*** EXTRACT ***

Theological Notebook: Masaccio's Trinity

Jul 02, 2006 07:21


For years, I've had Masaccio on the brain. It sounds painful, or itchy, perhaps, but at least this piece of drama in my life is not medical. Masaccio's Holy Trinity is what we're talking about, here. Samuel Kinser introduced me to this masterpiece of the young 15th century painter my senior year, in my Honours Renaissance course, which - despite the fact that I did most of my coursework with my great mentor Marvin A. Powell, Jr. - was the singlemost excellent course of my undergraduate. Professor Kinser is, among other things, particularly known as a specialist in Carnival in Europe and America, a scholar of the blow-out party, and while focused and rigorous, his seminars were nevertheless festivals of learning. He came close to stealing my historical focus from antiquity and centering it on the Italian Renaissance. While that didn't quite happen, the Renaissance has remained prominent among my historical interests and is absolutely dominant for my visual arts sensibilities. On another personal note, anyone starting to make connections to my casting of my band as "the Renaissance Men" would be right on target: that particular ideal - so lauded by our vision of that age - was an obvious one for describing the stunning and diverse talents of my friends from Notre Dame.

Masaccio's Trinity is my number-one priority for my upcoming day - only a day! - in Florence with Erik. In fact, when Erik proposed this Venice-Florence weekend road rail trip as part of my visiting him in Geneva, it was the image of this painting (well, along with the image of the Duomo, of course - I mean, hey, it's in everyone's picture of Florence) that immediately popped into my head. In fact, it didn't just pop, it exploded into my head, and beat pots together to create an overwhelming mental clanging. Erik proceded to natter on about getting to Michelangelo's David early, ahead of the crowds, and I nodded vaguely, all the while pushing the David way down on my list so that this fresco could take all the top ten positions on my priority list. And that despite the fact that Michelangelo has grown in my affections over the last decade, having replaced Botticelli in recent years as my favourite artist. (My love for Botticelli, and initially especially for his Mystical Nativity, also being due to Professor Kinser.)






I dread the fact that I might not get to sit at length and engage myself with the Trinity in the way that I'd like to. When we lost Hugh Carter in the Vatican Museums in April 1998, Erik did me the great favour of letting me sit in the Sistine Chapel for an hour while he backtracked our entire course. The crowd flowing through the space - punctuated by criminal morons taking flash photographs of the ceiling - made really interacting with the art extremely difficult. Following the artists into theology and prayer, which is what the art aspires to, was even more difficult. This will be a different sort of chance to interact theologically with Masaccio's Trinity than I've had just by studying prints of it. But since this is the singlemost prominent Trinity in the art contained in my memory - a piece that almost always comes to mind in the course of my own trinitarian work - I am really hoping to have a chance to be open to it. But this "one day only" adventure of ours inevitably will push me toward being something more along the lines of the "checklist" tourists I can't stand, who don't take the time to really encounter what they see, or don't discover enough of who they themselves are so that they can pursue what might be particularly significant for them and instead just work through the checklist of what they've been told is important. (I loved how the Vatican Museums were designed to conquer such people in spite of themselves, if possible, by having every room from the entry bear a sign reading "Sistine Chapel" with an arrow, as though it would be just through the door. These were then arranged in such a way as to take the tourist through everything before depositing them in the famed Chapel at the very end of their journey.) So am I sounding like an affected snob or like someone who takes art seriously?

*** End of EXTRACT ***
*** THE DATA ***

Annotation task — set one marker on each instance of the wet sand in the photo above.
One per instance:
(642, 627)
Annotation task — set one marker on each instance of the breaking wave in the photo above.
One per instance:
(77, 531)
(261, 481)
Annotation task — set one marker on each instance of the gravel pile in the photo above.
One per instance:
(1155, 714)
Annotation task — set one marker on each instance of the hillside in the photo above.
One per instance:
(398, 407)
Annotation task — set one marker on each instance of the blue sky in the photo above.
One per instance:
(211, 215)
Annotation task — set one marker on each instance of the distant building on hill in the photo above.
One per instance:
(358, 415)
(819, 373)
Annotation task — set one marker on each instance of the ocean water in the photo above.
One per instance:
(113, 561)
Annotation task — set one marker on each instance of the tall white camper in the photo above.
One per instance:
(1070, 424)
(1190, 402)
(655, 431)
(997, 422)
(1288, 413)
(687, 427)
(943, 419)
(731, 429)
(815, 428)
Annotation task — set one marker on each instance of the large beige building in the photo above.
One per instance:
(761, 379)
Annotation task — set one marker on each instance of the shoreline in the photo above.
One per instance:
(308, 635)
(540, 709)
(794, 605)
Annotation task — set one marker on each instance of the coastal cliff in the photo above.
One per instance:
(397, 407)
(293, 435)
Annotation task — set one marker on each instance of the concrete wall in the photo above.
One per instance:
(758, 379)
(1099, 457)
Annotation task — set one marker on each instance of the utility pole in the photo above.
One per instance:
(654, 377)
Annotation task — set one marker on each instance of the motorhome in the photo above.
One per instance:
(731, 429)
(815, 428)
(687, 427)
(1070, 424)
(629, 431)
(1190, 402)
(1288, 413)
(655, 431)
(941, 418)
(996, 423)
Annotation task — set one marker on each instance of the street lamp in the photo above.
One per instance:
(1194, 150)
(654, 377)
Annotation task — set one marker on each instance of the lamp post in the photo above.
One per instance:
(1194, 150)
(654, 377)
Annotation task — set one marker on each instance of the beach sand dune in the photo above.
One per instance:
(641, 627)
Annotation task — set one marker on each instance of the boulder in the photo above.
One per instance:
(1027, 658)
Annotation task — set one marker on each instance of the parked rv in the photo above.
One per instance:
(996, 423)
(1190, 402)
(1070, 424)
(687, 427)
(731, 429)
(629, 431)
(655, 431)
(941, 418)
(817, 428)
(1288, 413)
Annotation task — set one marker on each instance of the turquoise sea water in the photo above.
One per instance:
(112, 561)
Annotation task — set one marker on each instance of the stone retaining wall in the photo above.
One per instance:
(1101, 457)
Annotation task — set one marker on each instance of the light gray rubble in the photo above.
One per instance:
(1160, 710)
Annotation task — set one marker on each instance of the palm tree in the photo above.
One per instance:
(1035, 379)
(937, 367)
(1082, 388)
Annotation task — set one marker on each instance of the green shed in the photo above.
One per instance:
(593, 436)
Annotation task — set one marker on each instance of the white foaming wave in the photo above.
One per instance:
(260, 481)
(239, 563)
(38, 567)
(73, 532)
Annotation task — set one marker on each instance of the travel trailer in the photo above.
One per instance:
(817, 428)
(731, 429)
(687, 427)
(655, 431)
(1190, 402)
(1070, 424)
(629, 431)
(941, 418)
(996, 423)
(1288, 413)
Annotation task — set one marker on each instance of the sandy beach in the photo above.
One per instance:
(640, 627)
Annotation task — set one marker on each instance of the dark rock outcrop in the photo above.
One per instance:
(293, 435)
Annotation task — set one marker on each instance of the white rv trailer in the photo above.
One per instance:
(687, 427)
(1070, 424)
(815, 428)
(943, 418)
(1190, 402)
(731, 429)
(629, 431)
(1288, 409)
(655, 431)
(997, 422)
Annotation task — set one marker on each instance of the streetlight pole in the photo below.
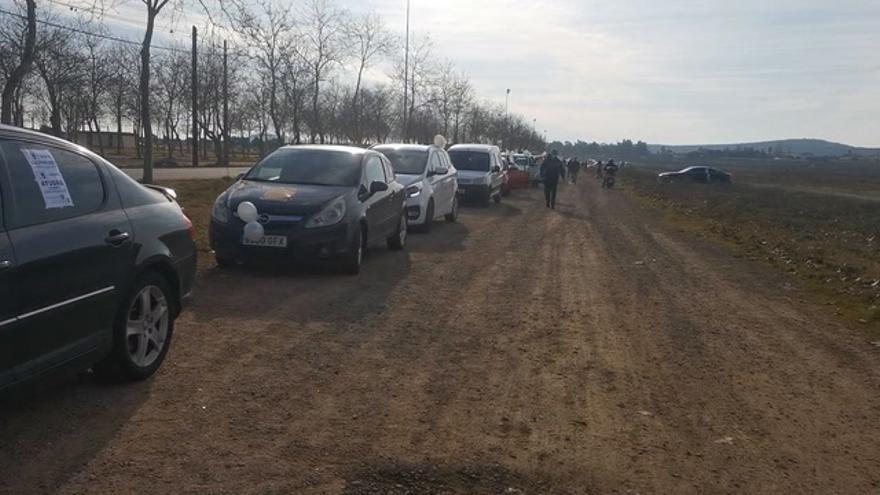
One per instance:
(406, 77)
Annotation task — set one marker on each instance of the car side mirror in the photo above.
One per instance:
(378, 186)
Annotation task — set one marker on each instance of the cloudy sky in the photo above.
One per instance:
(670, 71)
(665, 71)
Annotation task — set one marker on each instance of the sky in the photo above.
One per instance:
(663, 71)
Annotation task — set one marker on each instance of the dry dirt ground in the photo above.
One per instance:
(591, 349)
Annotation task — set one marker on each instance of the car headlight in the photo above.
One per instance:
(330, 215)
(220, 211)
(413, 191)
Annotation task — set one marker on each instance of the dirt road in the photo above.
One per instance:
(588, 350)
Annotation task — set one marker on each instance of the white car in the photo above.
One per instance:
(430, 180)
(481, 171)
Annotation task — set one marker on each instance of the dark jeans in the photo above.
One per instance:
(550, 192)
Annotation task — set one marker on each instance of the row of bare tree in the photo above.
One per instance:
(296, 72)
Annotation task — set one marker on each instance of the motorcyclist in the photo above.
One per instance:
(610, 171)
(552, 169)
(574, 167)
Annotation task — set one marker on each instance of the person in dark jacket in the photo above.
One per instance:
(551, 171)
(574, 166)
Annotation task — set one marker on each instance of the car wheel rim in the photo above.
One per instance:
(147, 327)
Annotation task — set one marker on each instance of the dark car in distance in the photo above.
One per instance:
(697, 174)
(94, 267)
(313, 203)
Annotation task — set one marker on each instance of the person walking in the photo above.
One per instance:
(551, 171)
(574, 166)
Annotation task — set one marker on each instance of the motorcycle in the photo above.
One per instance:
(608, 180)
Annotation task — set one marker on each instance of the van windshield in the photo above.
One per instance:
(410, 162)
(470, 160)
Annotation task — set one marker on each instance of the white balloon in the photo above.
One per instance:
(247, 212)
(253, 231)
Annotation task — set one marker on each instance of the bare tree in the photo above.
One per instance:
(121, 94)
(24, 65)
(370, 40)
(421, 76)
(171, 88)
(322, 45)
(58, 64)
(97, 77)
(154, 7)
(271, 38)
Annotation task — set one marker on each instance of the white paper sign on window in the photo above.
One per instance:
(49, 178)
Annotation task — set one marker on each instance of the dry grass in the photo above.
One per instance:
(829, 241)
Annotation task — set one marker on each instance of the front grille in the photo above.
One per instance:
(413, 212)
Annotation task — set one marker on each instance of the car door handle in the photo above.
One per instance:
(116, 238)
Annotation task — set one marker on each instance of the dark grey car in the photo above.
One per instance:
(314, 203)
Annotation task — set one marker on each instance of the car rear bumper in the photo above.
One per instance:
(474, 190)
(302, 244)
(415, 211)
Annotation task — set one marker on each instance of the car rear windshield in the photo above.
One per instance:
(470, 160)
(410, 162)
(309, 167)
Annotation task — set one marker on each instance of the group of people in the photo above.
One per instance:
(553, 169)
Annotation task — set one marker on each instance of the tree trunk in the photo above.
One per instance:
(118, 127)
(356, 114)
(100, 138)
(316, 119)
(54, 111)
(145, 96)
(27, 59)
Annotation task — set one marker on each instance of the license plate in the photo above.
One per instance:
(268, 241)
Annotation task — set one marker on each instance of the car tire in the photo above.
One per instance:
(429, 217)
(352, 262)
(398, 241)
(145, 322)
(452, 216)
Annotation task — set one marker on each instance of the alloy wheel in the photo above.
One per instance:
(147, 327)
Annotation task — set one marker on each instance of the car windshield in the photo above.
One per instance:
(470, 160)
(410, 162)
(308, 167)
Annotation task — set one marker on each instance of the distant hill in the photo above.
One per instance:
(817, 147)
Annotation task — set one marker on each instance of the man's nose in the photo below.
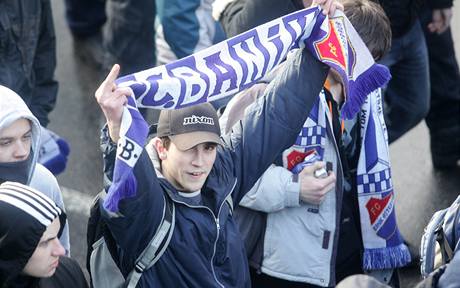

*** End of THE DATA ***

According to the post about Masaccio's Trinity, who first introduced the writer to the painting, and in what course?

Samuel Kinser introduced the writer to it in an Honours Renaissance course during the writer's senior year.